Excerpt:

In August of this year, So Cal Gas — the operator of the Aliso Canyon storage facility — and local, regional, and state governments reached a $119 million settlement to compensate for some of the damage done by the leak. One of the purposes of the settlement is to fund projects that would reduce greenhouse gas emissions elsewhere in the state — including the installation of methane digesters at dairy farms that capture and generate electricity from cattle waste and keep it out of the atmosphere.
While nothing can reverse the damage done to the residents of Porter Ranch — and critiques aside of using the So Cal Gas settlement to bail out the dairy industry from their own emissions reductions mandate — there is tremendous value in the concept of making polluters pay for damage they’ve done to the global climate and to local communities.
I’m not suggesting that the Aliso settlement is perfect, it’s not. We join with the residents of Porter Ranch and neighboring communities calling for a fully-funded health impact study; for Aliso Canyon to be shut down, not given a new lease on life; and for California to reduce its dependence on risky facilities like Aliso Canyon.
Will Ohio follow California’s example? When Exxon subsidiary XTO Resources triggered an explosion at a fracked well in Powhatan Point, Ohio, this past February, a crane fell and broke an existing wellhead, causing an immediate and massive eruption of gases and liquids that lasted for three weeks. About 100 residents in the hilly, rural community had to evacuate their homes, some not returning until after the well was finally capped. More than 5,000 gallons of untreated wastewater flowed into a stream mere feet from the well pad and a few miles from where Captina Creek empties into the Ohio River. Two weeks into the disaster, I traveled to the site with my colleague Leann Leiter, Earthworks’ Pennsylvania and Ohio Field Advocate, and local resident Allen Young to deploy our OGI camera. We filmed a geyser-like plume of pollution, which rose over a thousand feet in the air and traveled for miles, exposing uncounted numbers of people to the airborne toxics.

To do:
1. The excerpt on gas leak damage names things the writer's group calls for along with the residents of Porter Ranch and neighboring communities. List all of them.
2. Pick up the excerpt on gas leak damage right after its last sentence and continue it.
The entries that come next have nothing to do with the excerpt on gas leak damage.

Extracted information:
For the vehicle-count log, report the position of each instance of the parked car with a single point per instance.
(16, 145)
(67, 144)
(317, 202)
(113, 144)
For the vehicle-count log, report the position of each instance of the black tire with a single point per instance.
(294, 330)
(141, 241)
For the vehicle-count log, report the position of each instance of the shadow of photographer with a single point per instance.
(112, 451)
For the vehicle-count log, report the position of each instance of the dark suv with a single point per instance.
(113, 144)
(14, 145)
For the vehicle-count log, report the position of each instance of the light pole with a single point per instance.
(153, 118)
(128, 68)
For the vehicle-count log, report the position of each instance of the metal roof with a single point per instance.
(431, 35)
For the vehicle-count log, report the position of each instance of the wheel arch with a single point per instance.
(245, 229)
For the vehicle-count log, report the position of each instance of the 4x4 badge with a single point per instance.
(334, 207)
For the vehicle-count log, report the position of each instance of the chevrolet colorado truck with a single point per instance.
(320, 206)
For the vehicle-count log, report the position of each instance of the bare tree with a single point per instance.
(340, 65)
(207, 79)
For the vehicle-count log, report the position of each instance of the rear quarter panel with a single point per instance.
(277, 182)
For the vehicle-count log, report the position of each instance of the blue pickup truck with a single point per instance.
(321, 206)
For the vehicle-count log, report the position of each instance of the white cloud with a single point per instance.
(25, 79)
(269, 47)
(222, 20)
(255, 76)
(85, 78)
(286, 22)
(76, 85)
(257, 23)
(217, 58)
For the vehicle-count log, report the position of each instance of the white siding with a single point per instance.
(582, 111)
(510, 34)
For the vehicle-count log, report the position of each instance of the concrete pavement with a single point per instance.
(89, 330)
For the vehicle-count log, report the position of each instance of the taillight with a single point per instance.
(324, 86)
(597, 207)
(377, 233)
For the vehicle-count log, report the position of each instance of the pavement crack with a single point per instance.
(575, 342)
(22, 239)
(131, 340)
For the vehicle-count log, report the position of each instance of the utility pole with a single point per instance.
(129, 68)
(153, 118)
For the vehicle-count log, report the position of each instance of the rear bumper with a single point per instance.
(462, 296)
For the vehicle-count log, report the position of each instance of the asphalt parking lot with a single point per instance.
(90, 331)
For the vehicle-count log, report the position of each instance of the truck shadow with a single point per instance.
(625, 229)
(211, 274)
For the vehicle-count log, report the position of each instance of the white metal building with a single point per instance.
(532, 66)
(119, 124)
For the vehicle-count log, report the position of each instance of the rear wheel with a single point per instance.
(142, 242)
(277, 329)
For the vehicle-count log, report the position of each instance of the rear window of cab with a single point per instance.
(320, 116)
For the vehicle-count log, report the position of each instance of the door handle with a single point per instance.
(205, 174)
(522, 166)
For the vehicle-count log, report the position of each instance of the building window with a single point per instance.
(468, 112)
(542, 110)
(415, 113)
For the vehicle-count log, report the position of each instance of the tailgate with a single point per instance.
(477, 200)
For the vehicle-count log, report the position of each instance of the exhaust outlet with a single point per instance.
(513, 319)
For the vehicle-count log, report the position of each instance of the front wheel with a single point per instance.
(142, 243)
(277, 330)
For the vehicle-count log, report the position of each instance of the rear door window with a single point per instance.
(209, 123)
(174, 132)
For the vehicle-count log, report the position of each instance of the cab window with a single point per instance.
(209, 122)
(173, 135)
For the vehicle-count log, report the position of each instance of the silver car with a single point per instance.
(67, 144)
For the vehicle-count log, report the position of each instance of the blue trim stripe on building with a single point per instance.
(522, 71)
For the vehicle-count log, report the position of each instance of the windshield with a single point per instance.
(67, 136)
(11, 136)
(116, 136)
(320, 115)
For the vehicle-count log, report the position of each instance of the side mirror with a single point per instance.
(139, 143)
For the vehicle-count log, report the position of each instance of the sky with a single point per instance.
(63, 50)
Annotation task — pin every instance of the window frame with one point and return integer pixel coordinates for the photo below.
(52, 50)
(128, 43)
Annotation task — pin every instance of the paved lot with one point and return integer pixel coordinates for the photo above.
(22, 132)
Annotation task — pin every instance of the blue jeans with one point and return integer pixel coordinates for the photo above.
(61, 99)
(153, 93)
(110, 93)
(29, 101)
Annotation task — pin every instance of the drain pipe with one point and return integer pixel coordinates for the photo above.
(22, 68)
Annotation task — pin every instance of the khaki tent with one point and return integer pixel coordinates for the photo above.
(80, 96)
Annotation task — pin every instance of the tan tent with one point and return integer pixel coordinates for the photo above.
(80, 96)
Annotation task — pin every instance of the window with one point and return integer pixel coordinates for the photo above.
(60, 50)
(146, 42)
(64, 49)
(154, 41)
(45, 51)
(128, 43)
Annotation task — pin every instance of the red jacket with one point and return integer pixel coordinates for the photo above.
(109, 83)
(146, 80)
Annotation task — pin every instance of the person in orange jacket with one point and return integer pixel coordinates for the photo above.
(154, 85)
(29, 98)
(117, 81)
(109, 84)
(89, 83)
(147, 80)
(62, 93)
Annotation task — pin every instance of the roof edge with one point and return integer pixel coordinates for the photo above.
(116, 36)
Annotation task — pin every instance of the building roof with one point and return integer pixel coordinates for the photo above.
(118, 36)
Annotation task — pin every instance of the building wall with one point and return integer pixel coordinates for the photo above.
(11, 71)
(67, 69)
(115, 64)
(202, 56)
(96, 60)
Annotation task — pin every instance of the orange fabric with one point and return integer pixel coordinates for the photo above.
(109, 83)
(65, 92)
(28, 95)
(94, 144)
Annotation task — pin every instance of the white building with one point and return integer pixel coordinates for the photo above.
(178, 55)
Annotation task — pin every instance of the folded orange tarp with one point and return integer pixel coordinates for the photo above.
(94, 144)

Replies:
1.
- A fully-funded health impact study
- Aliso Canyon to be shut down, not given a new lease on life
- California to reduce its dependence on risky facilities like Aliso Canyon

2.
The Powhatan Point disaster also released massive amounts of methane into the atmosphere. XTO’s initial estimate indicated the well emitted “100 million cubic feet per day of natural gas”–greater than the daily amounts emitted at Aliso Canyon, albeit over a shorter time. The US EPA and Ohio EPA monitored air for one day only before allowing an XTO-hired contractor to take over, using questionable sampling methods. So far, neither the Ohio EPA nor the Ohio Department of Natural Resources has shared any plans to hold Exxon’s fracking subsidiary XTO accountable for the environmental damage they caused, including harm to the climate.
Large-scale releases of methane aren’t limited to headline-grabbing disasters like Aliso Canyon and Powhatan Point. In the Permian Basin of southeast New Mexico and West Texas, for example, $1 million worth of natural gas is flared and vented — in other words, completely wasted — every single day. Oil and gas pollution such as this releases enormous amounts of methane, carbon dioxide, and air toxics to the atmosphere, benefits no one, and is part of the reason climate change is accelerating beyond most predictions.
The days of a free pass to polluters should come to a close. Decision makers should consider mandatory compensatory statutes and/or rules to make sure that if any company either deliberately or accidentally pollutes, they should be held accountable to offset the damage they do to our climate, health, and communities.